**Exercises to complete:**
1 - Answer these questions from the anorectal malformation passage:
(a) What did the study aim to investigate?
(b) How many of the ARM cases had a recto-bulbar fistula?
(c) Which two stains were used for the histologic examination?
2 - Write the next part of the anorectal malformation passage, picking up after its final sentence.

**Text passage:**

It remains controversial whether the distal rectal pouch should be either resected or used for reconstruction in anorectoplasty for the treatment of anorectal malformations (ARMs). Hence the aim of this study was to investigate whether ARMs were associated with a global neuromuscular maldevelopment of the terminal rectum specimens.
There were 36 cases of ARMs (25 recto-bulbar fistula and 11 recto-prostatic fistula) and 10 healthy controls. The hematoxylin and eosin and Masson trichrome stain were used to conduct the histologic examination. The immunohistochemistry (IHC) and Western blot were conducted to analyze the neuron-specific enolase (NSE), S-100 protein, interstitial cells of Cajal marker (C-kit) within the rectal specimens in control group and ARM group.

**Data for analysis:**

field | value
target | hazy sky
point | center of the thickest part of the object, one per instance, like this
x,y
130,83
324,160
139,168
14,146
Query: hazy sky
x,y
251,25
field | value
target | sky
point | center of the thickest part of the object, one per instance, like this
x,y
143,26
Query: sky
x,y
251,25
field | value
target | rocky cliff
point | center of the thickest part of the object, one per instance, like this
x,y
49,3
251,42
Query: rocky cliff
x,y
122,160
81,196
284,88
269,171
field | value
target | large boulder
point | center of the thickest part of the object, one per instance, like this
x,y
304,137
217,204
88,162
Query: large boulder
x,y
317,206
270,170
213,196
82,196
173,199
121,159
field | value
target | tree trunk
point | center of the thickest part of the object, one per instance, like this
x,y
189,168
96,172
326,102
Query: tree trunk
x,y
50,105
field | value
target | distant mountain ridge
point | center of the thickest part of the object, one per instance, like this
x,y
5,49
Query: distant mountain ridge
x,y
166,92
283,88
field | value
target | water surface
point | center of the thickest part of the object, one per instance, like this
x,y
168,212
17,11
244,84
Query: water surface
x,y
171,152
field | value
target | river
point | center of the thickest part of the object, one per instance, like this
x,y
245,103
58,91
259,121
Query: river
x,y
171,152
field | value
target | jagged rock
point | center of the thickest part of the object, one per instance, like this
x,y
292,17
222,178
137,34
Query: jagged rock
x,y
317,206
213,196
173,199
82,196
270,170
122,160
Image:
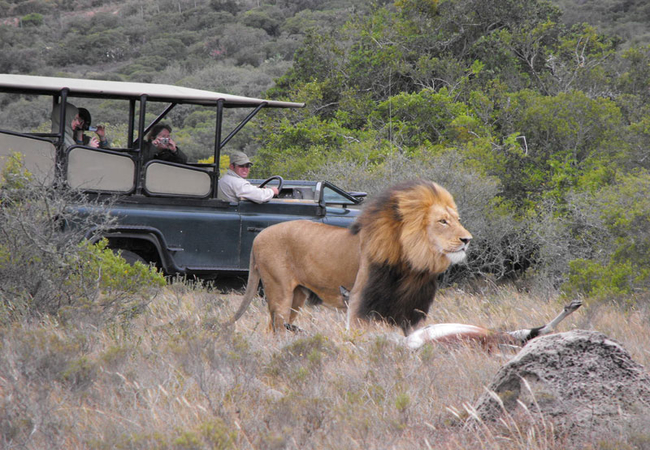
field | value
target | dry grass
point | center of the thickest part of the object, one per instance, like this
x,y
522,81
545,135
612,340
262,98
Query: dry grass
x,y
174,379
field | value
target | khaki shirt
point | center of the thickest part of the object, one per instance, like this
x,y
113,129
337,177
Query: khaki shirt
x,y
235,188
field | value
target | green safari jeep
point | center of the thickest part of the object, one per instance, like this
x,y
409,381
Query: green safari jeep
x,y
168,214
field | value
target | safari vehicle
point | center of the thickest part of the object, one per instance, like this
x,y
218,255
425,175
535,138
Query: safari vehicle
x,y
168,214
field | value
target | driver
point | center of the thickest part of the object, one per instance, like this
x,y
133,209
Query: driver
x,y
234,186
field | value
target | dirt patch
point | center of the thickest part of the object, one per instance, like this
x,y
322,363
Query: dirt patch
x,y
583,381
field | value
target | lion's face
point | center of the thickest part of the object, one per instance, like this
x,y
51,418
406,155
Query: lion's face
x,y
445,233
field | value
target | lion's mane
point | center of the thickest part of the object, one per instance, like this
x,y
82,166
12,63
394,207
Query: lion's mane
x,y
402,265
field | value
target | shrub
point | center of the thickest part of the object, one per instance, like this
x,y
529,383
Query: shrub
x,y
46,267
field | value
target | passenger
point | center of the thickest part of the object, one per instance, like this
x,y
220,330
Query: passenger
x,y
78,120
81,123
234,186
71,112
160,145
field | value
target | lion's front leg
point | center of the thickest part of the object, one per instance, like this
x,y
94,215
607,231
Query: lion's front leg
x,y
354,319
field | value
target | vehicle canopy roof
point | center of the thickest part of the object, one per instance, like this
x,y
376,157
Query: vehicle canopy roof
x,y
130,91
---
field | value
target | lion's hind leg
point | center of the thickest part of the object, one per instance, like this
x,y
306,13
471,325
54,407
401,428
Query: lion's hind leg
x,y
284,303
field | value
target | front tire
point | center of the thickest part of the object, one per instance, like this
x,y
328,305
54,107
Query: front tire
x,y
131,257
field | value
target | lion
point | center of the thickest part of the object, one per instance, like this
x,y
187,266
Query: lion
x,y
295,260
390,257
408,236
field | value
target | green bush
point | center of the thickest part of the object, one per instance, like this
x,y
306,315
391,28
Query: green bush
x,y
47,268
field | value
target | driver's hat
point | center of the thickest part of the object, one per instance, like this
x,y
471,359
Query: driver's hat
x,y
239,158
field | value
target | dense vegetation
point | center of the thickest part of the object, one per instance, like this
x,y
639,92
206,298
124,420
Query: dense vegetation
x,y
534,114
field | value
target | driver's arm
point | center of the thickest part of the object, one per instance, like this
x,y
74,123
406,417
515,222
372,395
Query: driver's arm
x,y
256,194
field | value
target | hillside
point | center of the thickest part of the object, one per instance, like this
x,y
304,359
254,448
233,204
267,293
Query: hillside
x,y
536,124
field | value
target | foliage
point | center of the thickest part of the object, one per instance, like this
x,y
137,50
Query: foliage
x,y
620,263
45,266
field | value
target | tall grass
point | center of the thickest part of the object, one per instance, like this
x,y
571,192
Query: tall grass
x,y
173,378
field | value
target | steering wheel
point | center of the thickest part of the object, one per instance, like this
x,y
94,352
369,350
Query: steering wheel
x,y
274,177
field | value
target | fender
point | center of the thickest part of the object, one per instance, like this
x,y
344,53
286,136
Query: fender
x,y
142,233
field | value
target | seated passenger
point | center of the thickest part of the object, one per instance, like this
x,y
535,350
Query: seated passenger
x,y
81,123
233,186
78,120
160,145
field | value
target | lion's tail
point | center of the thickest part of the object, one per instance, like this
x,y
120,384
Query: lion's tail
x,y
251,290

**Activity answers:**
1 -
(a) The study investigated whether ARMs were associated with a global neuromuscular maldevelopment of the terminal rectum specimens.
(b) 25 cases.
(c) Hematoxylin and eosin stain, and Masson trichrome stain.

2 -
The most frequently observed histologic findings in mucosa were inflammation, congestion, eroded, and hemorrhage in the ARM cases. Submucosal inflammation and congestion were the most common submucosal findings in the ARM cases. Disrupted muscularis propria was observed in 60% of ARM cases. Mature ganglionic cells were reduced and muscularis propria showed reduced and patchy positivity for NSE, S-100, and C-kit protein in ARM group compared to that in control group according to IHC. Western blotting showed the expression levels of NSE, S-100, and C-kit were lower in the ARM group than that in the control group (P < .01).
Histopathologic and IHC findings suggest that the distal rectal pouch has distinct defects in the neuromusculature. So it suggested that ARMs are abnormally developed tissue and need to be resected for better functional outcomes of the remaining gut.